Begin

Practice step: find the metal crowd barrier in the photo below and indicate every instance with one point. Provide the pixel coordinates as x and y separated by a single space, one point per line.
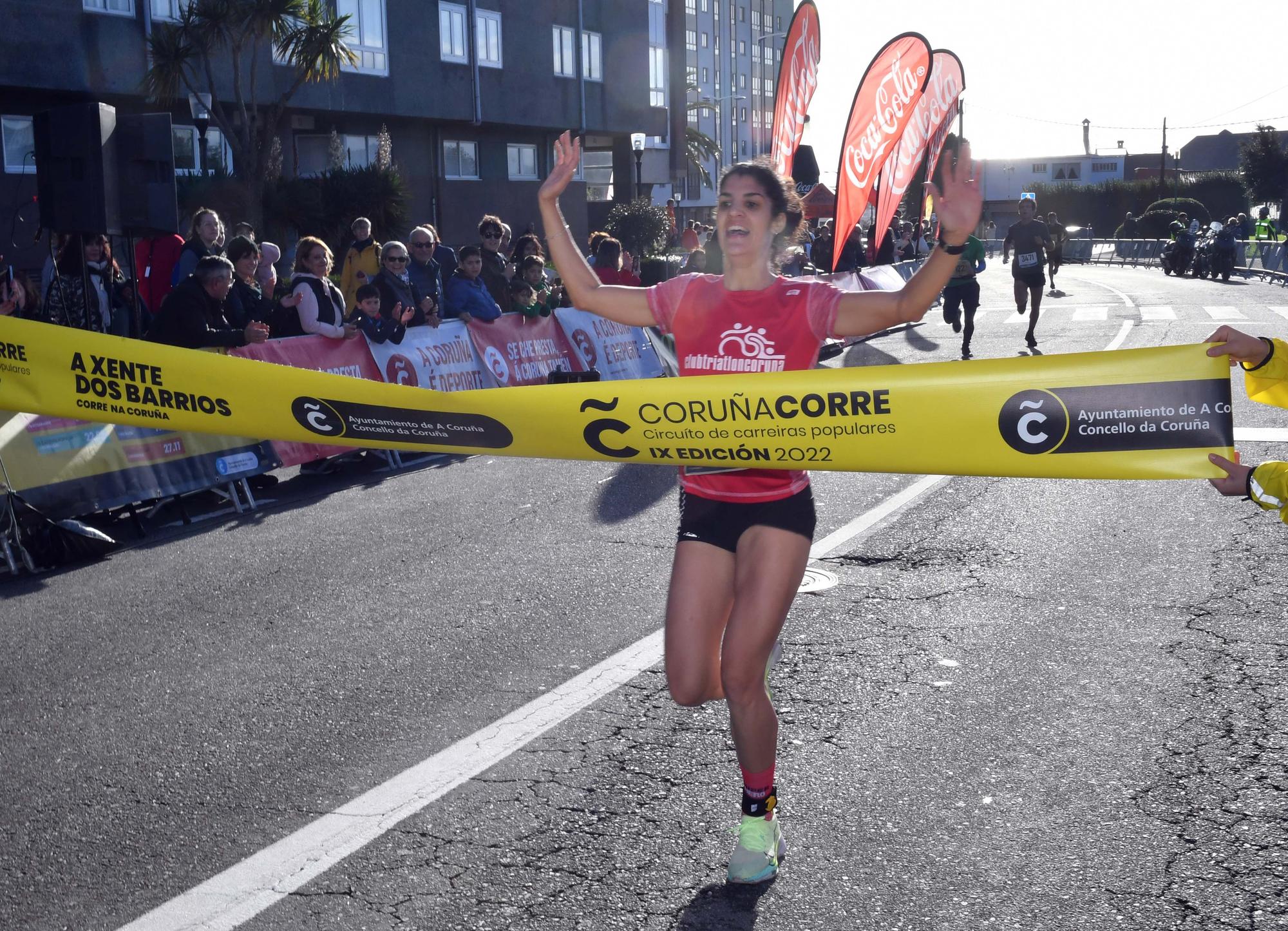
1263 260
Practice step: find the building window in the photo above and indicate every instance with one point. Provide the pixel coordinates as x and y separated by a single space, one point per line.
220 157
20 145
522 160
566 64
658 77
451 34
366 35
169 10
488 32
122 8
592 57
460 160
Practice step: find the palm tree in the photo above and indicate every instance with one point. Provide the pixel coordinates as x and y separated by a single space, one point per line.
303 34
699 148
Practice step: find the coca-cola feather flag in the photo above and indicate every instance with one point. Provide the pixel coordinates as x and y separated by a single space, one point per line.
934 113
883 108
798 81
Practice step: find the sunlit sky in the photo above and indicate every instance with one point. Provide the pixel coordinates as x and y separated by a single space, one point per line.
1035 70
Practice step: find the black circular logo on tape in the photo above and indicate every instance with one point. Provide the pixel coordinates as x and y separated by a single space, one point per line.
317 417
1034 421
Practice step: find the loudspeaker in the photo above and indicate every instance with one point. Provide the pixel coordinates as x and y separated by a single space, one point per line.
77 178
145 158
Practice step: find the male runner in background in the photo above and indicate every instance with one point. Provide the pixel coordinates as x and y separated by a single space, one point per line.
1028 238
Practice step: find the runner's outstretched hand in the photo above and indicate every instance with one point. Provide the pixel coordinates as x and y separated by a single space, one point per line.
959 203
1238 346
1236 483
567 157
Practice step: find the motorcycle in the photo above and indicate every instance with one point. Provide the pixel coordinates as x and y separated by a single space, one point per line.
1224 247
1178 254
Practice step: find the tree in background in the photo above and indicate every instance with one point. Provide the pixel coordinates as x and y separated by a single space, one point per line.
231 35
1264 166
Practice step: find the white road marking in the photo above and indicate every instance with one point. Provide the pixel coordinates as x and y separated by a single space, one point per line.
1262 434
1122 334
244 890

End

▶ _WHAT NEEDS TO BE DONE_:
Rescale the stretch of the data from the line containing "Practice step: find the white" through the end of the data. Reproduce every line, request included, but multiply each point coordinate in the answers by 0.8 and round to the nearest whole number, with halves rounded up.

▶ _REPLY TO THE EXERCISE_:
Practice step: find the white road marking in the photo above and indicate every instance with one point. Provide the pixel coordinates as x and y separated by a single space, one point per line.
1010 347
898 267
195 712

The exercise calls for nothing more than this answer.